* Page extract
==================================================
What Is Considered Middle Class? Hint: It’s Not Your Income
When people talk about being middle class, they're not talking about an income threshold or investment in assets. They're talking about a set of values.
What is considered middle-class? Is it an income threshold? A series of checkmarks: home-ownership, a decent salary, a car? Is a two-parent working household? Or, is it, as Hadas Weiss, an anthropologist at the Madrid Institute for Advanced Study, argues in We Have Never Been Middle Class: How Social Mobility Misleads Us, simply an ideology that many of us have organized our lives around, by making investments in education, property, and the stock market as a way to gain wealth? It very well may be — after all, some 70 percent of Americans self-identify as having a middle class income, but far less than that actually meet the monetary guidelines to be considered as such. Add that to the new report from Brookings found that 53 million workers in the U.S. aged 18 to 64, almost half of all workers, make only $18,000 a year. Two-thirds of low wage workers are in their prime earning years. Meanwhile, Alexandria Ocasio-Cortez introduced the Recognizing Poverty Act in November of 2019 to redefine the federal poverty level for a single household as $38,000 — a number many Americans consider to be a middle class income. Add all this together and it seems like Weiss has a point: the term ‘middle-class’ means next to nothing in real, financial terms.
In her new book, Weiss argues that the ideology, and near-mythic status, of the middle class has forced us all to live in a not only a constant state of competition but also a constant state of worry about our assets and investments (like the prohibitive costs of private education from K-12 through college for our kids) that may or may not pay off. The myth of advancement, which has become an increasingly untenable goal in this economy, she argues, keeps us tethered to these values. This is in spite of the fact that in recent years, advancement might not be attainable after all.
Fatherly spoke to Weiss about how middle-class families struggle under this framework, why being middle class is often more defined as what you’re not than what you are, and why parents should realize the problems they face economically and otherwise are not personal failures — but the intended consequence of the structure of an unfair system.
Why did you want to write about the middle class?
==================================================
* Segmentation labeling entries

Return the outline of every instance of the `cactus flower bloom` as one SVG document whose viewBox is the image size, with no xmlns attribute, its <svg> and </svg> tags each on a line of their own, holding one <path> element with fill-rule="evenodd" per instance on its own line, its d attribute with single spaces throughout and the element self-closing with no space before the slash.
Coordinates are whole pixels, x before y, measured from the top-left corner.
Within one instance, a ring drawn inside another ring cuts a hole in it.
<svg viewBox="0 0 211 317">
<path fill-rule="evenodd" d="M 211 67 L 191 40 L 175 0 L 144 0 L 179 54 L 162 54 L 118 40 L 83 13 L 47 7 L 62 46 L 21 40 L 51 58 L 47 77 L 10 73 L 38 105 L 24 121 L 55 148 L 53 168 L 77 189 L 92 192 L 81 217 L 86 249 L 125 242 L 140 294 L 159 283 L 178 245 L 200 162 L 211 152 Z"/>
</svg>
==================================================
* Work to be completed
Reproduce verbatim the stretch of the article on the middle class from "What Is Considered Middle Class?" through "set of values.".

* The response
What Is Considered Middle Class? Hint: It’s Not Your Income
When people talk about being middle class, they're not talking about an income threshold or investment in assets. They're talking about a set of values.